# Selected extract:
++++++++

This opinion is being furnished in accordance with the requirements of Item 601(b)(5) of Regulation S-K under the Act.
In connection with this opinion, we have examined originals or copies, certified or otherwise identified to our satisfaction of: (i) the Registration Statement; (ii) the Amended and Restated Certificate of Incorporation of the Company, as certified by the Secretary of State of the State of Delaware (the "Certificate of Incorporation"); (iii) the Amended and Restated By-laws of the Company, as certified by the Secretary of the Company (the "By-Laws"); (iv) certain resolutions of the Board of Directors of the Company (the "Board of Directors") relating to the registration and offering of the Offered Securities; and (v) a specimen certificate representing the Common Stock.
We have also examined originals or copies, certified or otherwise identified to our satisfaction, of such records of the Company, and such agreements, certificates and receipts of public officials, certificates of officers or other representatives of the Company and others, and such other documents, certificates and records as we have deemed necessary or appropriate as a basis for the opinions set forth herein.

++++++++

# Provided information:

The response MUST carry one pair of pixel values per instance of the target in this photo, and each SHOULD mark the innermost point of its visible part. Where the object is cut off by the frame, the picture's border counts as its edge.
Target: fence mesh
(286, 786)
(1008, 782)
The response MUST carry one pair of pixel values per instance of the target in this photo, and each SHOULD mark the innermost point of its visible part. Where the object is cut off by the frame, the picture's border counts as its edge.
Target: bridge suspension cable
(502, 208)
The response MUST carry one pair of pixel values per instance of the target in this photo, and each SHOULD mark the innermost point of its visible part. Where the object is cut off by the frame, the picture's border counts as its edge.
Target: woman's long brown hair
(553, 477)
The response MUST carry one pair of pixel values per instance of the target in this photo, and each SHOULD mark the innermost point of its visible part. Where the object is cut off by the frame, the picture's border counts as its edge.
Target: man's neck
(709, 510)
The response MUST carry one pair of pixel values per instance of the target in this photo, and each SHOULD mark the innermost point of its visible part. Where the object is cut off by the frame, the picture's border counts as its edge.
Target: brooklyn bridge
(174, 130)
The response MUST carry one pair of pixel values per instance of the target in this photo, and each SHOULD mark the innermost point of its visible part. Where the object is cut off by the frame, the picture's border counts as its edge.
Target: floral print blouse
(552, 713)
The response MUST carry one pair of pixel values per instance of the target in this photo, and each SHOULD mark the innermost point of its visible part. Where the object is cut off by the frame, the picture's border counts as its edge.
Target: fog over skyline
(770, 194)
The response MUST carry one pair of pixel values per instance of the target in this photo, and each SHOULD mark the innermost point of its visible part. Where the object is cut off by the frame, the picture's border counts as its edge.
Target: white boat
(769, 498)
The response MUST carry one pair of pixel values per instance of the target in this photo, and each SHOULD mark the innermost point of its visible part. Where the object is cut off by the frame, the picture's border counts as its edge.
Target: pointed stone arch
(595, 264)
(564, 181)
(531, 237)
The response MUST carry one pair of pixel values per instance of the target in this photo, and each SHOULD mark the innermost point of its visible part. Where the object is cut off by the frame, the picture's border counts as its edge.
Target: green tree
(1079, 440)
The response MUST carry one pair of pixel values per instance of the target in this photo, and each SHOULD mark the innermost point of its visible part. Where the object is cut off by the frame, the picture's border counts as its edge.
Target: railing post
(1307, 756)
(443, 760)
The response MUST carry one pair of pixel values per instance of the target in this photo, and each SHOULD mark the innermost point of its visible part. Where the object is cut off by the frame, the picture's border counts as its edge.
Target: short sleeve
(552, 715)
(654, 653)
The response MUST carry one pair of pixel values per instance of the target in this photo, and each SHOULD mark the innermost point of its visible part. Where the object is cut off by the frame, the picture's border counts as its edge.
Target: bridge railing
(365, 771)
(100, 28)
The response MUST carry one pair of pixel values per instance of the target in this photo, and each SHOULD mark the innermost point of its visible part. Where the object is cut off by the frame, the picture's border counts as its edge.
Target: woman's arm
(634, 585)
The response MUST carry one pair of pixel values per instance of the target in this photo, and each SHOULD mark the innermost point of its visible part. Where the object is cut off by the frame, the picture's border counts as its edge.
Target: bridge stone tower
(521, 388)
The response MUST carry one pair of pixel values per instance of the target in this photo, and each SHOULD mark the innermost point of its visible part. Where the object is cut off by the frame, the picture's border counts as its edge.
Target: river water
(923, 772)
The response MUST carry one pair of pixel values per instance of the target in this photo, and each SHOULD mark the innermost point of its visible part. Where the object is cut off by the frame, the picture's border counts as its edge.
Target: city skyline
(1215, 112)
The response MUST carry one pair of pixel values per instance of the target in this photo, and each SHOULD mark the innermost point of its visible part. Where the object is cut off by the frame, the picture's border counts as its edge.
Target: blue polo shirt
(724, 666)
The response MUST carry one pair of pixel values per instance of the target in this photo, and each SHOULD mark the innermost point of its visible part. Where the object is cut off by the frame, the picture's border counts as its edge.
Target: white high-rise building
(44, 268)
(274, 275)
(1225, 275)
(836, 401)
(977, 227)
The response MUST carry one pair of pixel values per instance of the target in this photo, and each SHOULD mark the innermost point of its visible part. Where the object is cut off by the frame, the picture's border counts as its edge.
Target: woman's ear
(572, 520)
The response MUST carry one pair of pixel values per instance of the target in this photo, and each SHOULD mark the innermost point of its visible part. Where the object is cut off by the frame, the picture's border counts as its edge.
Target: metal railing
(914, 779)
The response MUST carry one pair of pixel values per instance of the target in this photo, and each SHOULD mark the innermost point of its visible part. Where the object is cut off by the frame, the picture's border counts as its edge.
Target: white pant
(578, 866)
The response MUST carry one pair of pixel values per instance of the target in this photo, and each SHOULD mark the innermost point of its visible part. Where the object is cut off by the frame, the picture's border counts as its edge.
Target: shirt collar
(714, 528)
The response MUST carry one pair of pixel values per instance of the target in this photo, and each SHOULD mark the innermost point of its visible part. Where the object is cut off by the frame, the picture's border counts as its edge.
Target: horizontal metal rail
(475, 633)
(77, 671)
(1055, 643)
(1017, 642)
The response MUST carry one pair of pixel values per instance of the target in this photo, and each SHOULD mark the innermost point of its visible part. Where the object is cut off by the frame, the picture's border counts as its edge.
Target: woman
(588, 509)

++++++++

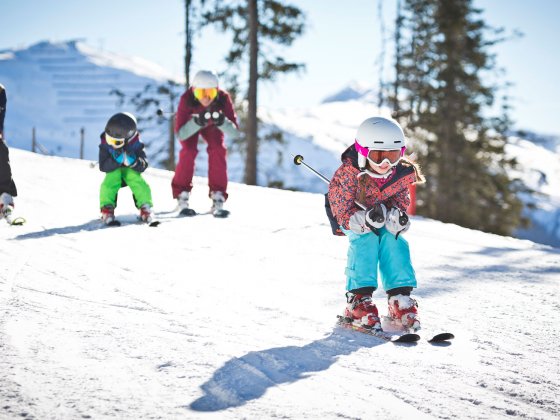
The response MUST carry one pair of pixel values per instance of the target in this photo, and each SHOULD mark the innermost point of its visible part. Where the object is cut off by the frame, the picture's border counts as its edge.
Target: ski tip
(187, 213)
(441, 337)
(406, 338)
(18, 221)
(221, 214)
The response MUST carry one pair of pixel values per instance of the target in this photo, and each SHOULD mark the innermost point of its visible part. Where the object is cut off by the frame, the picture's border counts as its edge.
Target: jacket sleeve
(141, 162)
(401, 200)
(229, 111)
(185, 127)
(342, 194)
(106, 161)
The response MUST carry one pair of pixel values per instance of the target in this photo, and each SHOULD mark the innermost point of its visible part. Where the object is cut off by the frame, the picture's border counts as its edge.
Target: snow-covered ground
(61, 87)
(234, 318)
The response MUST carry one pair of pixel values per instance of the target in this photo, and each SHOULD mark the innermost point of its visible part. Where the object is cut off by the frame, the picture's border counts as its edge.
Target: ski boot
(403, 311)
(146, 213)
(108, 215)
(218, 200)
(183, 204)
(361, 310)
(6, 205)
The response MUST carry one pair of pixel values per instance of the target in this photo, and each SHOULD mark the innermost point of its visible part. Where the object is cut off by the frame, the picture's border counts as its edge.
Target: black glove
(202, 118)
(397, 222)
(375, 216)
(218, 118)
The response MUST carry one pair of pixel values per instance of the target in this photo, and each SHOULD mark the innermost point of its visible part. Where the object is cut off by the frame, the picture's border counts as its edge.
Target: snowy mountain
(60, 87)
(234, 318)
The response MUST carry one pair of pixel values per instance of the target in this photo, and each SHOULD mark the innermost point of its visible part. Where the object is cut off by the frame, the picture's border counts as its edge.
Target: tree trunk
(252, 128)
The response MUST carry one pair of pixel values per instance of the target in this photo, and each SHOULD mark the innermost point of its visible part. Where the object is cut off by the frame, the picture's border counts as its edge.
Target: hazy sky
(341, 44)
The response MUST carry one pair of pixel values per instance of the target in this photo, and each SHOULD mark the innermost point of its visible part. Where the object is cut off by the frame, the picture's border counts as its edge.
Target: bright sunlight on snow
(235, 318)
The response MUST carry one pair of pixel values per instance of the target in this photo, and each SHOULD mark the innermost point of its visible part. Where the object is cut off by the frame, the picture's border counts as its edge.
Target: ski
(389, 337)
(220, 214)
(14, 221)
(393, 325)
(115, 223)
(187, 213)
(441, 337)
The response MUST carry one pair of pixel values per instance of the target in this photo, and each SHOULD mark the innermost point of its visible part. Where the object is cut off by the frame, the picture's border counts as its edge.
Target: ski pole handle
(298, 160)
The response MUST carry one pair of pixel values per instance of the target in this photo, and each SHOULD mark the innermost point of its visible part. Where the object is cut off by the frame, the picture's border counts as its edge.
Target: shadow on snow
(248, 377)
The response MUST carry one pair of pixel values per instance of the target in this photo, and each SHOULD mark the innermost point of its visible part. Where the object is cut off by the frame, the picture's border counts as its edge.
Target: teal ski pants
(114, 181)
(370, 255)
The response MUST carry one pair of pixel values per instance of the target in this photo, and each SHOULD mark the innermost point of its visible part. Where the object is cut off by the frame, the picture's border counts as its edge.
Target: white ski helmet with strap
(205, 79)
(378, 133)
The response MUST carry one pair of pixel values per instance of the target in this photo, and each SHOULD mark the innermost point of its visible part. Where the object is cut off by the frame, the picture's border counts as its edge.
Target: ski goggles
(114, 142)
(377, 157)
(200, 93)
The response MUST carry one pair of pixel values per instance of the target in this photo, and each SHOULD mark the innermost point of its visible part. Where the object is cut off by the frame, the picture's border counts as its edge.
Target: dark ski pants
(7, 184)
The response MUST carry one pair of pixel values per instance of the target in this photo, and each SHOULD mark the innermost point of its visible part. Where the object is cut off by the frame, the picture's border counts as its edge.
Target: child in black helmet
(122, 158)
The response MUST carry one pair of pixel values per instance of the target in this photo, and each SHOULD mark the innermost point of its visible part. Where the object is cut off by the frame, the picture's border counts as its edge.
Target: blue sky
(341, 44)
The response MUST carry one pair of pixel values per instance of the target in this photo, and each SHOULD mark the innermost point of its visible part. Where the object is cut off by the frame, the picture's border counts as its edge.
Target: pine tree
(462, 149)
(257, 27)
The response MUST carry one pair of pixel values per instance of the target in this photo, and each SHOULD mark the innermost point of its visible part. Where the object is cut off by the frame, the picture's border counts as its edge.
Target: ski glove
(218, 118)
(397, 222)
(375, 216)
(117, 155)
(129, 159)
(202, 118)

++++++++

Answer these questions from the legal opinion excerpt:
1. Under which item of Regulation S-K is the opinion furnished?
2. Who certified the Amended and Restated Certificate of Incorporation?
3. Who certified the Amended and Restated By-laws?
The data is separate from the legal opinion excerpt and stands on its own.

# Task answer:
1. Item 601(b)(5)
2. The Secretary of State of the State of Delaware
3. The Secretary of the Company